### Task description
From the line that contains "Could you point at the thin" to the final line of the entries, return every line exactly and leave out all others.

### Input data
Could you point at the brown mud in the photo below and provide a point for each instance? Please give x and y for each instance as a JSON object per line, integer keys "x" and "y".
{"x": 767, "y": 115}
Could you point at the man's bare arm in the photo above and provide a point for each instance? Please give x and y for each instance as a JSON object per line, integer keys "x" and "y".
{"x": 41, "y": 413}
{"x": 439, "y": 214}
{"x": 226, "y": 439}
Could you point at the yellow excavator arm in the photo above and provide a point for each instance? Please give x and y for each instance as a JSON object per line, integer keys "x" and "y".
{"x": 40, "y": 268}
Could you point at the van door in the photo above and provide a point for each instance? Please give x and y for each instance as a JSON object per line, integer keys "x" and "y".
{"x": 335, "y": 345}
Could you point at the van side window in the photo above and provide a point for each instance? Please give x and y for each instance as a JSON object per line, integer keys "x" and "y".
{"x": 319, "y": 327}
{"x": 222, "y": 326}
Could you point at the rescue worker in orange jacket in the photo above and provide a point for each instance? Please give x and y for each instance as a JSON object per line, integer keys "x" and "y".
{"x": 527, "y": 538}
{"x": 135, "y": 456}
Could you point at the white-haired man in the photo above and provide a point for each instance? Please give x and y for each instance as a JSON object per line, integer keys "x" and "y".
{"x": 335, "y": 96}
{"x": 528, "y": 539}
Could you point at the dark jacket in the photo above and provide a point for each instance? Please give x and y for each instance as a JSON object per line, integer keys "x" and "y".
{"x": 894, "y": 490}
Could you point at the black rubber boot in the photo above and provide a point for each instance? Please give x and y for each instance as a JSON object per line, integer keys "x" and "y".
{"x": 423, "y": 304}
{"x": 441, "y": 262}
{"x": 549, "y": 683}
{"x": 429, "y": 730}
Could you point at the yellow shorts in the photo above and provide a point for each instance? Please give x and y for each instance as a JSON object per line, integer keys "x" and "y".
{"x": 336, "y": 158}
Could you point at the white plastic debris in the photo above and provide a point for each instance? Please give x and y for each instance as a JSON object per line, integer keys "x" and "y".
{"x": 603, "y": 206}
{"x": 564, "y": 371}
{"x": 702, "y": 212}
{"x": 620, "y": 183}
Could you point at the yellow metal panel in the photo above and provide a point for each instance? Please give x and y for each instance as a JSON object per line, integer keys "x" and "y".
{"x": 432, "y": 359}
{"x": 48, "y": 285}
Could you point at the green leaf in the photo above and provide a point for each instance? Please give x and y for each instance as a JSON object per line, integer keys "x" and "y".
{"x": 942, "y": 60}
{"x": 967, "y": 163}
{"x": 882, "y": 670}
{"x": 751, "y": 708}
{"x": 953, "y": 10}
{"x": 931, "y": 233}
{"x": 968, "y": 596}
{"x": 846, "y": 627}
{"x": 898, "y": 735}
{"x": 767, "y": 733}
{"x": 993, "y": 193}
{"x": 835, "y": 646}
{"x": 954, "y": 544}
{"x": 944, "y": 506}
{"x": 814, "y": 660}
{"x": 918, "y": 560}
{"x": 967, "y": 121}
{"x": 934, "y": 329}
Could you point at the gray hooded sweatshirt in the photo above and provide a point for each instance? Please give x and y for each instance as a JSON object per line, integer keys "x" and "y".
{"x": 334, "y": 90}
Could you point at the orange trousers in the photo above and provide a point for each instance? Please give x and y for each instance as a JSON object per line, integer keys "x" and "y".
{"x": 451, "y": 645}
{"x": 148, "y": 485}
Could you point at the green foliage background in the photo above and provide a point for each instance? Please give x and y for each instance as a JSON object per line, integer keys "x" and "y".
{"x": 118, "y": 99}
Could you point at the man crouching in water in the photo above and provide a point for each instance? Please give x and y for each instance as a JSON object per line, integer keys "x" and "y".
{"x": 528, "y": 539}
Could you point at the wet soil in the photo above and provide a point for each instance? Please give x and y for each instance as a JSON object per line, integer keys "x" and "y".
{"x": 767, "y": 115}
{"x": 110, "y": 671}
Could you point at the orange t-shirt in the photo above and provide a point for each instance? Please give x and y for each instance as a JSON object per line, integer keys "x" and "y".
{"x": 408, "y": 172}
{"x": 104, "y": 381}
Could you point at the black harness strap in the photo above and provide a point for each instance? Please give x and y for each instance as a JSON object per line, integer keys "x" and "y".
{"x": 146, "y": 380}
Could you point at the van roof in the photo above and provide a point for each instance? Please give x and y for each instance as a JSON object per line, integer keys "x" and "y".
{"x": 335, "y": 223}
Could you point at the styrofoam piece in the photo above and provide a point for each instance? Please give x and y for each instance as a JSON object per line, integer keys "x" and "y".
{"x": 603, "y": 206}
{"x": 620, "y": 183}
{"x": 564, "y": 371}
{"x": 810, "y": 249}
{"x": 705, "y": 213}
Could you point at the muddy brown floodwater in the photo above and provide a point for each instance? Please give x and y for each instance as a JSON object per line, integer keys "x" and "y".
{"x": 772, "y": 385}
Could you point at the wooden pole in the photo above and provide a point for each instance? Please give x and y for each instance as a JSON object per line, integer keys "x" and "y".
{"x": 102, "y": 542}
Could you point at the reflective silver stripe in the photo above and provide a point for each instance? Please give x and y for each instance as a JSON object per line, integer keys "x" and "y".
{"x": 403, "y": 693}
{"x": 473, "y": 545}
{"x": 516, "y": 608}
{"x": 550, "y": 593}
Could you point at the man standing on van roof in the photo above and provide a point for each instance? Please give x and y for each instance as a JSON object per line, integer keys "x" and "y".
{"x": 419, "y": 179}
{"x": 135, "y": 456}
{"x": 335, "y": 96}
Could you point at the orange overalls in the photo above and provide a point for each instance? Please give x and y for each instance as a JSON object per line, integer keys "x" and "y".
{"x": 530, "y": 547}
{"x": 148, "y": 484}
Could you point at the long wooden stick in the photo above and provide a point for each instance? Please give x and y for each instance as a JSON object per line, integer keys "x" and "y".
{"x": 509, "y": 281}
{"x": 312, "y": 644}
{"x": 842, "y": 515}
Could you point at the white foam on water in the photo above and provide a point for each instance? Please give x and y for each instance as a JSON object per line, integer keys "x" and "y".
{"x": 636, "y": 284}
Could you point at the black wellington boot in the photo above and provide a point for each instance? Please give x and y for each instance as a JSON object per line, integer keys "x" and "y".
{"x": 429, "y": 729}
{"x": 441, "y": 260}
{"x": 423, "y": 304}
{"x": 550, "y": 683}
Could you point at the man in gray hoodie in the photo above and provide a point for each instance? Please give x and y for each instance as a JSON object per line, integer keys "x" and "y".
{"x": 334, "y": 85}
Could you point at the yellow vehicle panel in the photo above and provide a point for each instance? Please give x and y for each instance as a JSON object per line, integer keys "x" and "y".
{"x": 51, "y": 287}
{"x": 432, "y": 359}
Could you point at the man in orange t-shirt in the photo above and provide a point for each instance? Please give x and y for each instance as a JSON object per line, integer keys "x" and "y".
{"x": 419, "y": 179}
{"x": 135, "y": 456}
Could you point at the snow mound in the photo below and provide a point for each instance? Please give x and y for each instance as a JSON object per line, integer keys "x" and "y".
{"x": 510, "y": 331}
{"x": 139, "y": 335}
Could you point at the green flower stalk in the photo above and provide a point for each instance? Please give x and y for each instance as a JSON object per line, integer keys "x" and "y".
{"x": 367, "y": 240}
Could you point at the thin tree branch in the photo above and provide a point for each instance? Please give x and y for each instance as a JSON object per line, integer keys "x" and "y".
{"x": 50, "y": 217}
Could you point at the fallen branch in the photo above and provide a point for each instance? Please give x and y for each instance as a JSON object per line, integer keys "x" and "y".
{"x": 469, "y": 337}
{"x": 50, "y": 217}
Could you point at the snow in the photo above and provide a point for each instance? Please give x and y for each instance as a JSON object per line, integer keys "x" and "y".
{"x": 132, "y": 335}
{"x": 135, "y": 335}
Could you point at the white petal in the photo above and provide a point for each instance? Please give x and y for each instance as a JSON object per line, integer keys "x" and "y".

### Solution
Could you point at the thin tree branch in the photo above and provide a point for each instance? Please give x and y for each instance as a JSON object per line, integer keys "x" and "y".
{"x": 50, "y": 217}
Could you point at the fallen branch in the photo above and provide a point for each instance? Please give x and y for each instance as a JSON object per line, integer keys "x" and "y".
{"x": 469, "y": 337}
{"x": 50, "y": 217}
Could you point at the snow in the photo above and provide a point for each instance? Please give x and y for each instance as a JSON object per line, integer keys "x" and "y".
{"x": 132, "y": 335}
{"x": 135, "y": 335}
Could you point at the white petal in the photo above and provide a point for each instance? Please give x and y for each instance as a JSON object per line, integer keys "x" and "y".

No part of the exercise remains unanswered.